[Natural language region descriptions]
-- -- --

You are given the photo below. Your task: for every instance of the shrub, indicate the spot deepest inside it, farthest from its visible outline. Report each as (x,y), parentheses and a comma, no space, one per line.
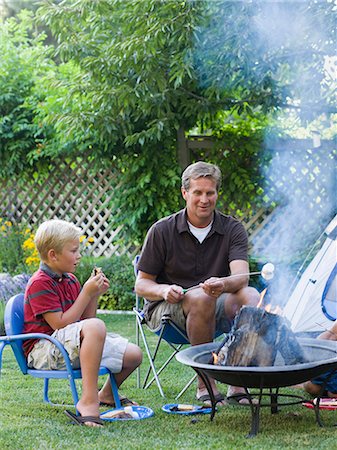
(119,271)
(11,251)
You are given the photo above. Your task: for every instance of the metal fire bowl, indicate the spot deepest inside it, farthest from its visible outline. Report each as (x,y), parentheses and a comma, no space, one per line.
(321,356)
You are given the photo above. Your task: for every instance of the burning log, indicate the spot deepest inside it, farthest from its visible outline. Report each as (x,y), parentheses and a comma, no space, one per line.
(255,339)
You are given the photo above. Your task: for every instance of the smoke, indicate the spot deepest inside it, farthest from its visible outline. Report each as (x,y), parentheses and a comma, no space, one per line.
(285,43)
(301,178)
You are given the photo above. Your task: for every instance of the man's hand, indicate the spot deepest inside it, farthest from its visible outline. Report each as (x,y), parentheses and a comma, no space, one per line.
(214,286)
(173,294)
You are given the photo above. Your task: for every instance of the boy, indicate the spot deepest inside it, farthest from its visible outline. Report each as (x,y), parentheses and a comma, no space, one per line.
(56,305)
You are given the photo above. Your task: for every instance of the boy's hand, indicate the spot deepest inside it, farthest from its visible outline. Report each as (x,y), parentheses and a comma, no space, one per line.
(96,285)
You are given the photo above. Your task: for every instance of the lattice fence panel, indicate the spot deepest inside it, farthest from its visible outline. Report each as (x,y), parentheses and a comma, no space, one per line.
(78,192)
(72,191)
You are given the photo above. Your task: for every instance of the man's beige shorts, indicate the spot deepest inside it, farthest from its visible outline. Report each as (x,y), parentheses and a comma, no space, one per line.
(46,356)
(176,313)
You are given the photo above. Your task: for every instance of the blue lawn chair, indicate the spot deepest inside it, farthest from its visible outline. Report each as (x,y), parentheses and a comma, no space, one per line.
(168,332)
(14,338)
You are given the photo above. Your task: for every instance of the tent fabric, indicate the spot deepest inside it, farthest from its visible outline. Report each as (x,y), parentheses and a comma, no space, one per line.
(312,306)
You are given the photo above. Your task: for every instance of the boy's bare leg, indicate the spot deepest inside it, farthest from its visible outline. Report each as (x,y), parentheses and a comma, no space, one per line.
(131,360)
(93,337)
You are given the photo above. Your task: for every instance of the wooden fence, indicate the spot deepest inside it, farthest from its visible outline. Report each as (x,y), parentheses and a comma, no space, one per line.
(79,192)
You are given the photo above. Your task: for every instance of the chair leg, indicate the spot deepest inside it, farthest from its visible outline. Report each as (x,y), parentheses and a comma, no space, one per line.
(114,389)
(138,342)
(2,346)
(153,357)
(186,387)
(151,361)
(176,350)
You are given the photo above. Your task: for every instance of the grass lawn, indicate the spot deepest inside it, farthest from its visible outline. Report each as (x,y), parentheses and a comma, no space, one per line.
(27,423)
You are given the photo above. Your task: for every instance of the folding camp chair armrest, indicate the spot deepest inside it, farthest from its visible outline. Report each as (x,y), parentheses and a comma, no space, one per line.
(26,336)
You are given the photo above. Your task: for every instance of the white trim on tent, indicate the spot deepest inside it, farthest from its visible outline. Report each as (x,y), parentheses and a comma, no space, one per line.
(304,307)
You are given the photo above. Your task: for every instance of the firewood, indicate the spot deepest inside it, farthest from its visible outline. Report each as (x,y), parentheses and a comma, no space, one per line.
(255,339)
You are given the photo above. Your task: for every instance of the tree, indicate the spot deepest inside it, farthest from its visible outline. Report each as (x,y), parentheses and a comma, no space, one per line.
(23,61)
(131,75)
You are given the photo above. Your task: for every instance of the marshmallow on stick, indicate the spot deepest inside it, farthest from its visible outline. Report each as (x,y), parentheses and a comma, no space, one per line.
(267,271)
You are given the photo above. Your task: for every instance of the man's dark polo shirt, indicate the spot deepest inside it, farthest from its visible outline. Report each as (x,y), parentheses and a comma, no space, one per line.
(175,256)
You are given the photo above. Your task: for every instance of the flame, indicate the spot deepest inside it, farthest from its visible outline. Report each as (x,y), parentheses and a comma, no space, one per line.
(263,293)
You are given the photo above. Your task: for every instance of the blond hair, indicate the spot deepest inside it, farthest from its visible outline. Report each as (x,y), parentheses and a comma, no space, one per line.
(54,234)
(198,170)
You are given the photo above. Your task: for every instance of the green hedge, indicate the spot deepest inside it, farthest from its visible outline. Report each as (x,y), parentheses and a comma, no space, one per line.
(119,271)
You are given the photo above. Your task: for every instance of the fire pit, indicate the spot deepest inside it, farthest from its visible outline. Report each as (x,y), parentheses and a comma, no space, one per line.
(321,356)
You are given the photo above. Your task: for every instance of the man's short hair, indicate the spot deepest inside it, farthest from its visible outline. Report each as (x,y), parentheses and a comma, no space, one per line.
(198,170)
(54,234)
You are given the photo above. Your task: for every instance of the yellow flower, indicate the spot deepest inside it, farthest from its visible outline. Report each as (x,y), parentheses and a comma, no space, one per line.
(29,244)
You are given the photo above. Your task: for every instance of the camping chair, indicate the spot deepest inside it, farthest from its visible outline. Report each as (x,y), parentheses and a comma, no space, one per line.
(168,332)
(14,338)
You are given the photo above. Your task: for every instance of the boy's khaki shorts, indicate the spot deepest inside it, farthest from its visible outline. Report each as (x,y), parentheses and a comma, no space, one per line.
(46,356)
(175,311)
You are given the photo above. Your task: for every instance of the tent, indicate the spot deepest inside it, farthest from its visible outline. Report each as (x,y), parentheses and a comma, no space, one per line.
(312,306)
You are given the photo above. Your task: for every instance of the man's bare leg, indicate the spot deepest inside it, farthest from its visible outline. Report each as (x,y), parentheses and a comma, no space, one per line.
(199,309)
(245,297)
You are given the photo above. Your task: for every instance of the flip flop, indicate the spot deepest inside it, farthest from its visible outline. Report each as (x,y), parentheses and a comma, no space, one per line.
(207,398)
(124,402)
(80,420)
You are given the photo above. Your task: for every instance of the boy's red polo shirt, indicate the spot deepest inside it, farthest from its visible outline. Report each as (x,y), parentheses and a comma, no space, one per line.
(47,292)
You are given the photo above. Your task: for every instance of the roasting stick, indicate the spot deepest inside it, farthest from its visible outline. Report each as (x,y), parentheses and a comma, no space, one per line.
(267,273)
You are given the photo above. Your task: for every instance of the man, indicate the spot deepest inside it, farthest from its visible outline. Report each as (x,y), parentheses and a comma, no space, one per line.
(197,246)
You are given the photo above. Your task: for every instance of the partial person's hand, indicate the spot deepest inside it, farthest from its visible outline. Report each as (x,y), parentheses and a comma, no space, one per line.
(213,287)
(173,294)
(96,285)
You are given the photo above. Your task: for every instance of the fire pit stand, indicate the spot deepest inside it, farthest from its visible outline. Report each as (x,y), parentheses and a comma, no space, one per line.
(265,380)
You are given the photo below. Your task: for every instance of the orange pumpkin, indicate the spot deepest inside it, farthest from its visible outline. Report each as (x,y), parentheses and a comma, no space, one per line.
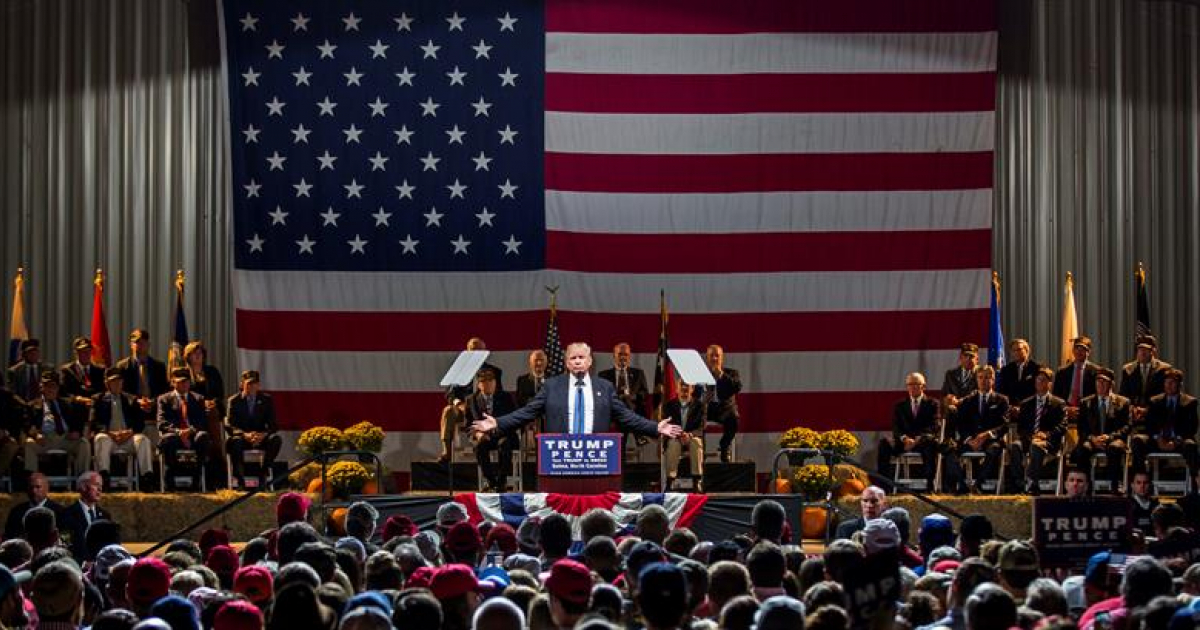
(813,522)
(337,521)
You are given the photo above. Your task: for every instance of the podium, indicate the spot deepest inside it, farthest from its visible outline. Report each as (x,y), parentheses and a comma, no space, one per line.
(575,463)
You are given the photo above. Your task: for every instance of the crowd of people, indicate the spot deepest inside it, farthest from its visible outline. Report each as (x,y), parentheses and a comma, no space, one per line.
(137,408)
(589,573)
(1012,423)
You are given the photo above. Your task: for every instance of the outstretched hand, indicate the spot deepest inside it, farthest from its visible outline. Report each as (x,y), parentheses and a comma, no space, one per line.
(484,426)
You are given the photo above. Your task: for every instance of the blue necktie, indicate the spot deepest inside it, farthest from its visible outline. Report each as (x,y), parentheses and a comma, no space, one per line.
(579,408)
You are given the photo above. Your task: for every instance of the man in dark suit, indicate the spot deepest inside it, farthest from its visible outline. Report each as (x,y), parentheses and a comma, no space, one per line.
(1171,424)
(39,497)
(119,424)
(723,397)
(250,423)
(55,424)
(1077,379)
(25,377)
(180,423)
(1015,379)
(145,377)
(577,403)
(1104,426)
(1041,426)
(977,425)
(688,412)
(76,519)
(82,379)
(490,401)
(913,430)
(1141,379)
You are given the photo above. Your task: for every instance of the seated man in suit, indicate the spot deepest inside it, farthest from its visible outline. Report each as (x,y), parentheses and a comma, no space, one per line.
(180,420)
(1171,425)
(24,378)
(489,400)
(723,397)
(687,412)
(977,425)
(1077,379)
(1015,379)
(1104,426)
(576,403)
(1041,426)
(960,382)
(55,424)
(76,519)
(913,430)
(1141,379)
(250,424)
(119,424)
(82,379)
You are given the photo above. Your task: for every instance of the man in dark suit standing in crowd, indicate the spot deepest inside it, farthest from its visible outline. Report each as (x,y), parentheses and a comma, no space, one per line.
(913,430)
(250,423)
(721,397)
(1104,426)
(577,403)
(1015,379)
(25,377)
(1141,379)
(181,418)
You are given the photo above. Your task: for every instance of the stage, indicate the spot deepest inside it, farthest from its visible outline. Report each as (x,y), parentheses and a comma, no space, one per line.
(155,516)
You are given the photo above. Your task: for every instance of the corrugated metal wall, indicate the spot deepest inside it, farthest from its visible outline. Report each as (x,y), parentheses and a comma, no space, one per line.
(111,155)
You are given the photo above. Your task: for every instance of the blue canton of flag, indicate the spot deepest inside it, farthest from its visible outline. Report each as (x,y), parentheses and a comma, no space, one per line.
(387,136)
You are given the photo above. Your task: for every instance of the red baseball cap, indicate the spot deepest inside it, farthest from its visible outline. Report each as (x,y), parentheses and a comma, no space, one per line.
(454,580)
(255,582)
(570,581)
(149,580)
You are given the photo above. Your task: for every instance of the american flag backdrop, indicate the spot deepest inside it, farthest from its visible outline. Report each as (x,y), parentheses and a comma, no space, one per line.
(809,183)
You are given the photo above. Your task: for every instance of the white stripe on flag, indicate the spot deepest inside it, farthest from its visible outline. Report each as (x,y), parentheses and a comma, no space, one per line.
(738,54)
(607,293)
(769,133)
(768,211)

-- -- --

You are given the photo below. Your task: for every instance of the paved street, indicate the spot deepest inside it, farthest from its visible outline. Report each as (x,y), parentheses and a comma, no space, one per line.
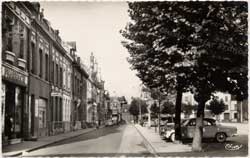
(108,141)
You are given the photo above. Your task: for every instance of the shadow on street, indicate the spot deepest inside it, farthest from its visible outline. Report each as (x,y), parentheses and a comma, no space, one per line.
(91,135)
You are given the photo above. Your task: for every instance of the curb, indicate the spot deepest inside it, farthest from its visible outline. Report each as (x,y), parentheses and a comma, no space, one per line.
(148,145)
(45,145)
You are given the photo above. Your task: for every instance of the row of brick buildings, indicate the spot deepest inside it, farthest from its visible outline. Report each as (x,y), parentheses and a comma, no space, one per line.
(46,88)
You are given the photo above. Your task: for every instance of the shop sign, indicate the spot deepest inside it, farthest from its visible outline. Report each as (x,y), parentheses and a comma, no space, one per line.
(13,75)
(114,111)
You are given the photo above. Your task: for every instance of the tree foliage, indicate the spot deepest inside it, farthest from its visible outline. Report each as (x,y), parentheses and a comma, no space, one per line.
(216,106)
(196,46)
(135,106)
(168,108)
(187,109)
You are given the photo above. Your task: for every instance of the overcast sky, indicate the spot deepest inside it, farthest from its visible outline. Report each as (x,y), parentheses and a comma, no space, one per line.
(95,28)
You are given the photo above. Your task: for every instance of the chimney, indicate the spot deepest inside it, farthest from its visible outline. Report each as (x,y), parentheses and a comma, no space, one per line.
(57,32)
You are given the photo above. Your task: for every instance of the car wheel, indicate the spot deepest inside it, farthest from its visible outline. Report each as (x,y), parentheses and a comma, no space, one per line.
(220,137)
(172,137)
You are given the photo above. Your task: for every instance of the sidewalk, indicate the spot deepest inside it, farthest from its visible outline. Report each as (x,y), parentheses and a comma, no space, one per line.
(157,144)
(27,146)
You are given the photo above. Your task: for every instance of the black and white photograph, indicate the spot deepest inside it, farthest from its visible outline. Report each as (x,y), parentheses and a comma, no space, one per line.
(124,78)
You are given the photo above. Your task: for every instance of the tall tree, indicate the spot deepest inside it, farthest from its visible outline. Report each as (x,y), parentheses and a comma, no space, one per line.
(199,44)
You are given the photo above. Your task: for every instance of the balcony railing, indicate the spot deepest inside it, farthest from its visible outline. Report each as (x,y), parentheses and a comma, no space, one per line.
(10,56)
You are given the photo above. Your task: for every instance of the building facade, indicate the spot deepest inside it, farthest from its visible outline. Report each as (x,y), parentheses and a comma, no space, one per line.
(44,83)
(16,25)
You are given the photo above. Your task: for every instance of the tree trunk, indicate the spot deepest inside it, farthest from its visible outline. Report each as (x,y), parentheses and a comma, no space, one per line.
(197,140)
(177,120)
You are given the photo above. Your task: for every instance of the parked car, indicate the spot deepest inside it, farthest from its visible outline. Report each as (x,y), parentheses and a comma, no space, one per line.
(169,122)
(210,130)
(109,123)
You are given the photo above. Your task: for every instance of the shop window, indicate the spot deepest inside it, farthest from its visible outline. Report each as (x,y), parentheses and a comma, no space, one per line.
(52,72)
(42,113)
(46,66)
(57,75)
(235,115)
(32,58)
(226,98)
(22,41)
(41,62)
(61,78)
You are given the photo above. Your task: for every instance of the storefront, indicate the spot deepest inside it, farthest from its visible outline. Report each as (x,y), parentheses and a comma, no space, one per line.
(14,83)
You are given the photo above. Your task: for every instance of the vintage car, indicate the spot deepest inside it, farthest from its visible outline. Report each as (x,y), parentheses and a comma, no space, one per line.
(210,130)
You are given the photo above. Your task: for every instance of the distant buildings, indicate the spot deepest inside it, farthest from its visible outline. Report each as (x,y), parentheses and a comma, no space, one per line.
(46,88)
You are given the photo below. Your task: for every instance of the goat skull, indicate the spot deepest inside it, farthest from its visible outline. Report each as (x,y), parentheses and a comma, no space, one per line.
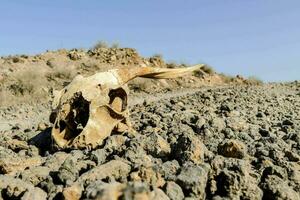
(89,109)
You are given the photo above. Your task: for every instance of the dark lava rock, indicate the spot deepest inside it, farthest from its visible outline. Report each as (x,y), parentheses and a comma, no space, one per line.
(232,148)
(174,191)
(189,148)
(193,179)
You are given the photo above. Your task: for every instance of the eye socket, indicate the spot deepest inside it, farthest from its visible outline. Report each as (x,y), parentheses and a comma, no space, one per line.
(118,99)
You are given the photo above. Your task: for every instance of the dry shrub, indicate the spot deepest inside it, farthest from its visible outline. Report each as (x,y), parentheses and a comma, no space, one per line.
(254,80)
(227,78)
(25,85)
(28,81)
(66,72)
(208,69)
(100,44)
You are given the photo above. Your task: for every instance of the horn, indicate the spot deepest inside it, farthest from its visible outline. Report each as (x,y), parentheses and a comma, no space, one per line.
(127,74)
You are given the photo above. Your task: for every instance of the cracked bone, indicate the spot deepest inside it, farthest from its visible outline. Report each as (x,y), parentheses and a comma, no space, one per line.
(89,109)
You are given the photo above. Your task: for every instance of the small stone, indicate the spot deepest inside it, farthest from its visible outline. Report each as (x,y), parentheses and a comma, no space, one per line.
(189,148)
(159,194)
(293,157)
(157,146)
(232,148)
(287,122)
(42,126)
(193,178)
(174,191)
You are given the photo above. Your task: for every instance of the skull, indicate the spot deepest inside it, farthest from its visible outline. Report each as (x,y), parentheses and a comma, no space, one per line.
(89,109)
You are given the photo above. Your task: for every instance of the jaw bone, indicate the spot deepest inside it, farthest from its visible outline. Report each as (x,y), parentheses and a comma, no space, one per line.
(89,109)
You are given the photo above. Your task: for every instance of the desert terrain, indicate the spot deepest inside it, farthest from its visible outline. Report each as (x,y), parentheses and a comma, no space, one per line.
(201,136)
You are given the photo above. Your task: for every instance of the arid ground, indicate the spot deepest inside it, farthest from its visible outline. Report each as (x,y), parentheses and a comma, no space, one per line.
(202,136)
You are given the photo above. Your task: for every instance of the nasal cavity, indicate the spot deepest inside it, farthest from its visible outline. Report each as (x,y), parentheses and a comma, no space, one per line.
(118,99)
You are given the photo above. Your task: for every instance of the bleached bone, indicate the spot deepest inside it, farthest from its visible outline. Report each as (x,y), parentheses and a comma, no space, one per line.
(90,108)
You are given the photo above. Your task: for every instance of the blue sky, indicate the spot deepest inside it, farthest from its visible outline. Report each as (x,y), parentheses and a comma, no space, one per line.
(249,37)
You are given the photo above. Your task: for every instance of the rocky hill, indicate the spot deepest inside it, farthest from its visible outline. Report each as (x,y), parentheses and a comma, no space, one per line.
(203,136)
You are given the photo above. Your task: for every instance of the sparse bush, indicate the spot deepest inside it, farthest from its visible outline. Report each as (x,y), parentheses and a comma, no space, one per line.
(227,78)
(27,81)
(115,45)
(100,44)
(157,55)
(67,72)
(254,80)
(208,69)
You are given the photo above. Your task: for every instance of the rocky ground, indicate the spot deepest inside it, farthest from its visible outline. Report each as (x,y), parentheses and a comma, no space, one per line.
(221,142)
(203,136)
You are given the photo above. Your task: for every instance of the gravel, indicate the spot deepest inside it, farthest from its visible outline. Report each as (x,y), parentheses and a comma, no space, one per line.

-- -- --

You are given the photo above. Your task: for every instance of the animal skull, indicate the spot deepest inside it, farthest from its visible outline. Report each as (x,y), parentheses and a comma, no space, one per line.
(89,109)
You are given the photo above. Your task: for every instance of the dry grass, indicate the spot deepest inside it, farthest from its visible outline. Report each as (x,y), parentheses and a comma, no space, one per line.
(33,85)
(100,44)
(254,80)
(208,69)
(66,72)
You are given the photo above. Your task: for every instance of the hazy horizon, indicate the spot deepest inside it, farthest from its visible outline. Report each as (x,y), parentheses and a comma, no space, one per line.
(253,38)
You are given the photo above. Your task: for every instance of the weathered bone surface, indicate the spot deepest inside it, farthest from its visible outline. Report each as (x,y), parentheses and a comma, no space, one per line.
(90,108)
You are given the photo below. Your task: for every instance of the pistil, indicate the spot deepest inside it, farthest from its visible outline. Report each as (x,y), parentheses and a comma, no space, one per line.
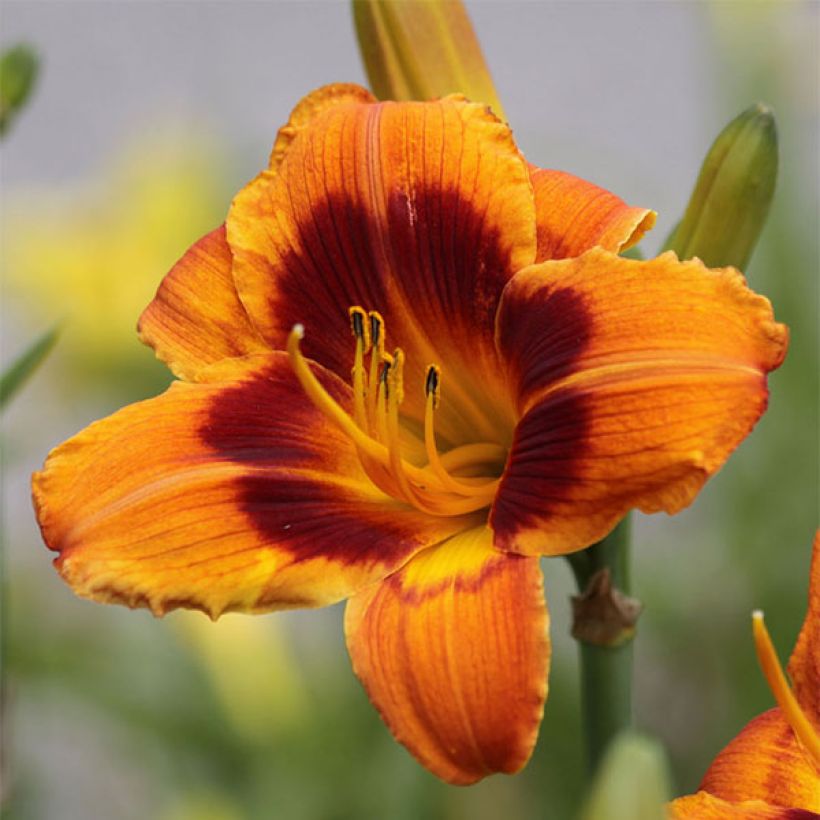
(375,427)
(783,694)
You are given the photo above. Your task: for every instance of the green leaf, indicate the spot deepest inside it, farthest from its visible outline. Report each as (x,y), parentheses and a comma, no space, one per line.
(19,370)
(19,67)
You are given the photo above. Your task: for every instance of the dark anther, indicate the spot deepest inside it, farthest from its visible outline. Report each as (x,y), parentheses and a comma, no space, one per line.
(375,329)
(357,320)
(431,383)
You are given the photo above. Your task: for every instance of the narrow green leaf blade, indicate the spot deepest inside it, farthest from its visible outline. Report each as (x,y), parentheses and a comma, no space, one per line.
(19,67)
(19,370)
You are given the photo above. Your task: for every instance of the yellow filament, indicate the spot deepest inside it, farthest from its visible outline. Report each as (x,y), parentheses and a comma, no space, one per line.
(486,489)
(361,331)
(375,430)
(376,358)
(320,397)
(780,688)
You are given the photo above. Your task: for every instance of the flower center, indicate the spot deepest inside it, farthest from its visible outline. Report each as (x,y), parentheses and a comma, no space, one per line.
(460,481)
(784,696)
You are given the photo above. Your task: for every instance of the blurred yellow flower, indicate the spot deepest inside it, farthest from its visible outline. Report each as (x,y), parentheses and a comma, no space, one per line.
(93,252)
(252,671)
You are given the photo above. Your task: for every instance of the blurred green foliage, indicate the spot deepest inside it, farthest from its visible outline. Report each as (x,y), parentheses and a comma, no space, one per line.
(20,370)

-- -- --

* **Problem details**
Start with the line above that contains "rocky ground, indicate" and stop after the line that contains "the gravel, indicate". Output those lines exactly, and only those.

* **Problem solution**
You are given the photo above. Your task: for every instance of the rocky ground, indicate the spot deepest inside it, farthest from its visible outline. Report each as (x,y), parentheses and a comma, no space, one per line.
(221,142)
(203,136)
You are given the photo above. Your task: for every instance of the gravel, indicate the spot deepest inside it, farthest from its visible outline. Report each as (x,y), parentheses and a comma, no space, one per line.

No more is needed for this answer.